(Entries from a dataset)
──────

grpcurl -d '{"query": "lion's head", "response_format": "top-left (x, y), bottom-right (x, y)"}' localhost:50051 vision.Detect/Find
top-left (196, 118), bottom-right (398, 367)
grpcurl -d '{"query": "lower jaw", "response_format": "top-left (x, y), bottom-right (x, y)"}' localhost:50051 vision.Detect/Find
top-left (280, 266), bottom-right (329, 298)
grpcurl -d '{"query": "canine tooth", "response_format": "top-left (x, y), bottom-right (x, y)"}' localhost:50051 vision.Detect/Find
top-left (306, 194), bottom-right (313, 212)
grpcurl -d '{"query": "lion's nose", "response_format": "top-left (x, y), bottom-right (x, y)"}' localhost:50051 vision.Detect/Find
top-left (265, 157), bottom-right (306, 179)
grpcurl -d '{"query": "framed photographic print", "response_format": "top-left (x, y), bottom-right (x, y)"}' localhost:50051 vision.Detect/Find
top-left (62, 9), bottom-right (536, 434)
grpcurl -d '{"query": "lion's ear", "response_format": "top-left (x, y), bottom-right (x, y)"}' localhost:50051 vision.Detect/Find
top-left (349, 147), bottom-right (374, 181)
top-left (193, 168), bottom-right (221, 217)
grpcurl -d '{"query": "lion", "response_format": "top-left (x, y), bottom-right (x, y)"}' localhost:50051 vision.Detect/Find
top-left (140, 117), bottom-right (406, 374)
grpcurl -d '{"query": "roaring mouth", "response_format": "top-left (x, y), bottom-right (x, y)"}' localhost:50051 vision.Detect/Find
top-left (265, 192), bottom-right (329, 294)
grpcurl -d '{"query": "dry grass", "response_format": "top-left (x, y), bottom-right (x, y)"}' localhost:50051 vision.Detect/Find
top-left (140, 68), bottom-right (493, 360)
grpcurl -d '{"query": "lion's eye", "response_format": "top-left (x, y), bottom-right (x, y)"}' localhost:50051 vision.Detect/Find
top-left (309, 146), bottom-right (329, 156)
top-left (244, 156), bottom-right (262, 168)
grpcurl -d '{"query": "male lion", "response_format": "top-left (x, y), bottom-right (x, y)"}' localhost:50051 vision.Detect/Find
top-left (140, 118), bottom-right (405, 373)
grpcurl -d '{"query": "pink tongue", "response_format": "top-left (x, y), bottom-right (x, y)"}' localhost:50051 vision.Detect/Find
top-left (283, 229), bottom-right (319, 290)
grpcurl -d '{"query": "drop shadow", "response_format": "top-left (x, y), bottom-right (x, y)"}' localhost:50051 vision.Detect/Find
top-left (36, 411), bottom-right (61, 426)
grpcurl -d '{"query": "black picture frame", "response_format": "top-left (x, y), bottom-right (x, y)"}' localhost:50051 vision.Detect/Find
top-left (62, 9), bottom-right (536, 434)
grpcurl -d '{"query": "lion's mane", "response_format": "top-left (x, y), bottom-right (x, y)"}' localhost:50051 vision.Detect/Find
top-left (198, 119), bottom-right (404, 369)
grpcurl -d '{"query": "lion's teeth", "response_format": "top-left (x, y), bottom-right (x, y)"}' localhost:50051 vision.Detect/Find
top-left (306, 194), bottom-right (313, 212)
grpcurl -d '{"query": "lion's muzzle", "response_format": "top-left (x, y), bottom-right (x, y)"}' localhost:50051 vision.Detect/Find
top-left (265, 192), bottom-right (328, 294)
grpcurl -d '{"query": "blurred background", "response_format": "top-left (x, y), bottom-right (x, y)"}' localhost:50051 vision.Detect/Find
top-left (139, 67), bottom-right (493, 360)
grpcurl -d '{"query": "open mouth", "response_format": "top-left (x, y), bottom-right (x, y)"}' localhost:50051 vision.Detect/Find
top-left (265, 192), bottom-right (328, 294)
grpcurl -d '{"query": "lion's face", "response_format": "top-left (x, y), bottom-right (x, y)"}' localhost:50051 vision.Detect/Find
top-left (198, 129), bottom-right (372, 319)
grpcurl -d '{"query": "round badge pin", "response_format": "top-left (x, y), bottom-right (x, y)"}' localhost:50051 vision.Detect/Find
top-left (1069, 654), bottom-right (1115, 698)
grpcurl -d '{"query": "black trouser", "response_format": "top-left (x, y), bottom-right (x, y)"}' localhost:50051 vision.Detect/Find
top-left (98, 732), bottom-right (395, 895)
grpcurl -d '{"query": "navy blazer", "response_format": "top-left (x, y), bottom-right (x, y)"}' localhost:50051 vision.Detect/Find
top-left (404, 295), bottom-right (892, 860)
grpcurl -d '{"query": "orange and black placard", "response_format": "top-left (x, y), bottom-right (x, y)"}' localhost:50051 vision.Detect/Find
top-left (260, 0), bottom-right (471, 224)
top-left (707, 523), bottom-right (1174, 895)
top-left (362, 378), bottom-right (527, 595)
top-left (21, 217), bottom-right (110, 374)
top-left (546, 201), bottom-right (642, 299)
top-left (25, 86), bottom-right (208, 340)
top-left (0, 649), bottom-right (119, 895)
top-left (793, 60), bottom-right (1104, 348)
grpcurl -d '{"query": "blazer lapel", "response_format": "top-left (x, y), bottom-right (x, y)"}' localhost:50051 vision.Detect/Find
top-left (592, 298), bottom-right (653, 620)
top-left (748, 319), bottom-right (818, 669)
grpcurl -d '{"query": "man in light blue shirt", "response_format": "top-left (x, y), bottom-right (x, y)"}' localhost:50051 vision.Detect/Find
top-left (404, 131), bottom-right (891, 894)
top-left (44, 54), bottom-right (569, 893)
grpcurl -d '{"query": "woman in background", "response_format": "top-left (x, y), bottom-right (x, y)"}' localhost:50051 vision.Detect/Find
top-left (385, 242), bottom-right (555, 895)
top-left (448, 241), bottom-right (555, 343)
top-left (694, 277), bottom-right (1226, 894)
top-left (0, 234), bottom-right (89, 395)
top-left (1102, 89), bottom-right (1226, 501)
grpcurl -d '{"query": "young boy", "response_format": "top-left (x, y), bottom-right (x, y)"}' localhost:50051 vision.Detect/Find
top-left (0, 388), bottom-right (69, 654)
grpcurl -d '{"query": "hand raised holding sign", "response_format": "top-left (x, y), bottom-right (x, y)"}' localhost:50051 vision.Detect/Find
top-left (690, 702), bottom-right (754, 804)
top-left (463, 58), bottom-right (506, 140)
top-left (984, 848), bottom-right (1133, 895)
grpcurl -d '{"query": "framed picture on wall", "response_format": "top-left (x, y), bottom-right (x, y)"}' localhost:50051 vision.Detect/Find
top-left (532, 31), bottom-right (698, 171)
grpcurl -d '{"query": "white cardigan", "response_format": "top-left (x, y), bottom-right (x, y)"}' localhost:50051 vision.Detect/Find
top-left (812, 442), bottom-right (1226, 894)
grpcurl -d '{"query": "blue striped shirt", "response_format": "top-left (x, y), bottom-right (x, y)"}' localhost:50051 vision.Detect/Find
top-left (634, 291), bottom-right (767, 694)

──────

**Task statement:**
Word for word, write out the data.

**Result for this task:**
grpcurl -d '{"query": "lion's head", "response_format": "top-left (x, y), bottom-right (x, y)"}' localhost:50051 vision.Detect/Find
top-left (196, 118), bottom-right (398, 367)
grpcurl -d '{"query": "lower jaw", "response_format": "top-left (x, y), bottom-right (x, y)"}' localhost:50051 vision.Detect/Find
top-left (280, 266), bottom-right (329, 298)
grpcurl -d '{"query": "canine tooth", "response_format": "top-left (x, y), bottom-right (x, y)"}' localhost:50051 vision.Detect/Find
top-left (306, 194), bottom-right (313, 212)
grpcurl -d '{"query": "lion's nose", "response_format": "top-left (x, y), bottom-right (x, y)"}' localhost:50051 vision.Detect/Find
top-left (265, 157), bottom-right (306, 179)
grpcurl -d '{"query": "framed photographic print", "response_format": "top-left (x, y), bottom-right (x, y)"}' localhost:50051 vision.Detect/Find
top-left (62, 9), bottom-right (536, 434)
grpcurl -d '{"query": "lion's ear", "response_format": "top-left (x, y), bottom-right (x, y)"}' localhost:50051 vision.Detect/Find
top-left (349, 147), bottom-right (374, 181)
top-left (193, 168), bottom-right (221, 217)
grpcurl -d '{"query": "lion", "response_format": "top-left (x, y), bottom-right (x, y)"}' localhost:50051 vision.Detect/Find
top-left (140, 117), bottom-right (406, 374)
grpcurl -d '{"query": "roaring mouth", "response_format": "top-left (x, y), bottom-right (x, y)"}' localhost:50051 vision.Detect/Find
top-left (265, 192), bottom-right (329, 294)
grpcurl -d '{"query": "dry grass", "response_format": "top-left (x, y), bottom-right (x, y)"}' localhost:50051 vision.Detect/Find
top-left (140, 68), bottom-right (493, 360)
grpcurl -d '{"query": "lion's eye", "response_format": "top-left (x, y), bottom-right (x, y)"}' localhost:50051 vision.Detect/Find
top-left (309, 146), bottom-right (329, 156)
top-left (244, 156), bottom-right (262, 168)
grpcurl -d '{"query": "male lion", "response_format": "top-left (x, y), bottom-right (x, y)"}' localhost:50051 vision.Detect/Find
top-left (140, 118), bottom-right (405, 373)
grpcurl -d '{"query": "pink tongue", "response_format": "top-left (x, y), bottom-right (x, y)"}' localhost:50051 vision.Detect/Find
top-left (283, 229), bottom-right (319, 290)
grpcurl -d '{"query": "drop shadow", "response_format": "top-left (x, y), bottom-right (x, y)"}' localhost:50051 vision.Detect/Find
top-left (36, 411), bottom-right (61, 426)
grpcurl -d '{"query": "black picture frame", "response_format": "top-left (x, y), bottom-right (x, y)"}' localhost:50051 vision.Detect/Find
top-left (62, 9), bottom-right (536, 434)
grpcurl -d '{"query": "lion's mane", "response_format": "top-left (x, y), bottom-right (x, y)"}' localhost:50051 vision.Detect/Find
top-left (198, 119), bottom-right (404, 369)
grpcurl -d '{"query": "lion's teeth", "response_format": "top-left (x, y), bottom-right (x, y)"}' localhost:50051 vision.Detect/Find
top-left (306, 194), bottom-right (313, 212)
grpcurl -d '{"query": "lion's muzzle", "response_format": "top-left (x, y), bottom-right (x, y)"}' localhost:50051 vision.Detect/Find
top-left (265, 192), bottom-right (328, 294)
grpcurl -d '{"query": "blurred background", "response_format": "top-left (x, y), bottom-right (x, y)"}' localhost:50051 vision.Detect/Find
top-left (139, 67), bottom-right (493, 360)
grpcurl -d '{"query": "open mouth", "response_format": "top-left (x, y), bottom-right (x, y)"}' localhost:50051 vision.Detect/Find
top-left (265, 192), bottom-right (328, 294)
grpcurl -d '{"query": "lion's face", "response_format": "top-left (x, y), bottom-right (x, y)"}' localhost:50051 vision.Detect/Find
top-left (198, 129), bottom-right (372, 319)
grpcurl -d '{"query": "round badge pin", "response_format": "top-left (x, y), bottom-right (x, y)"}' localhost:50051 vision.Detect/Find
top-left (1069, 654), bottom-right (1115, 698)
grpcurl -d '{"query": "black trouser", "response_format": "top-left (x, y), bottom-right (x, y)"}' localhost:50051 vision.Detect/Find
top-left (98, 732), bottom-right (395, 895)
grpcurl -d '{"query": "navy blazer", "response_format": "top-left (x, y), bottom-right (x, y)"}' localhost:50051 vision.Detect/Find
top-left (404, 295), bottom-right (892, 860)
grpcurl -d '{"query": "orange and black placard", "response_format": "top-left (x, y), bottom-right (x, y)"}' localhost:50051 vision.Detect/Find
top-left (260, 0), bottom-right (471, 224)
top-left (707, 523), bottom-right (1174, 895)
top-left (362, 378), bottom-right (527, 595)
top-left (21, 217), bottom-right (110, 374)
top-left (546, 201), bottom-right (642, 299)
top-left (25, 86), bottom-right (208, 340)
top-left (0, 649), bottom-right (119, 895)
top-left (793, 60), bottom-right (1104, 348)
grpcurl -d '{"query": "blazer lapel", "response_format": "top-left (x, y), bottom-right (x, y)"}' localhost:50051 vision.Detect/Find
top-left (592, 298), bottom-right (653, 620)
top-left (748, 319), bottom-right (818, 669)
grpcurl -d '{"query": "man in light blue shirt", "response_format": "top-left (x, y), bottom-right (x, y)"}' localhost:50051 vision.Detect/Find
top-left (404, 131), bottom-right (891, 894)
top-left (44, 54), bottom-right (569, 893)
grpcurl -d '{"query": "woman in background", "response_format": "top-left (x, y), bottom-right (x, y)"}' localhost:50051 vision.Detect/Find
top-left (385, 242), bottom-right (555, 895)
top-left (448, 241), bottom-right (555, 343)
top-left (694, 277), bottom-right (1226, 894)
top-left (0, 234), bottom-right (89, 395)
top-left (1102, 89), bottom-right (1226, 501)
grpcurl -d '{"query": "young boy", "response_format": "top-left (x, y), bottom-right (x, y)"}' localhost:50051 vision.Detect/Find
top-left (0, 388), bottom-right (69, 654)
grpcurl -d '{"query": "hand raised holding sign", "response_format": "top-left (x, y), bottom-right (x, y)"}' localhost:50051 vision.Detect/Find
top-left (690, 702), bottom-right (754, 804)
top-left (463, 58), bottom-right (506, 140)
top-left (984, 848), bottom-right (1133, 895)
grpcurl -d '{"query": "framed picture on wall", "response_format": "top-left (x, y), bottom-right (x, y)"}' localhost:50051 vision.Detect/Find
top-left (532, 31), bottom-right (698, 171)
grpcurl -d '{"query": "white cardigan", "response_format": "top-left (x, y), bottom-right (x, y)"}' localhost:50051 vision.Detect/Find
top-left (812, 442), bottom-right (1226, 894)
grpcurl -d '{"query": "blue striped shirt", "response_format": "top-left (x, y), bottom-right (x, y)"}' localhost:50051 vision.Detect/Find
top-left (634, 291), bottom-right (767, 694)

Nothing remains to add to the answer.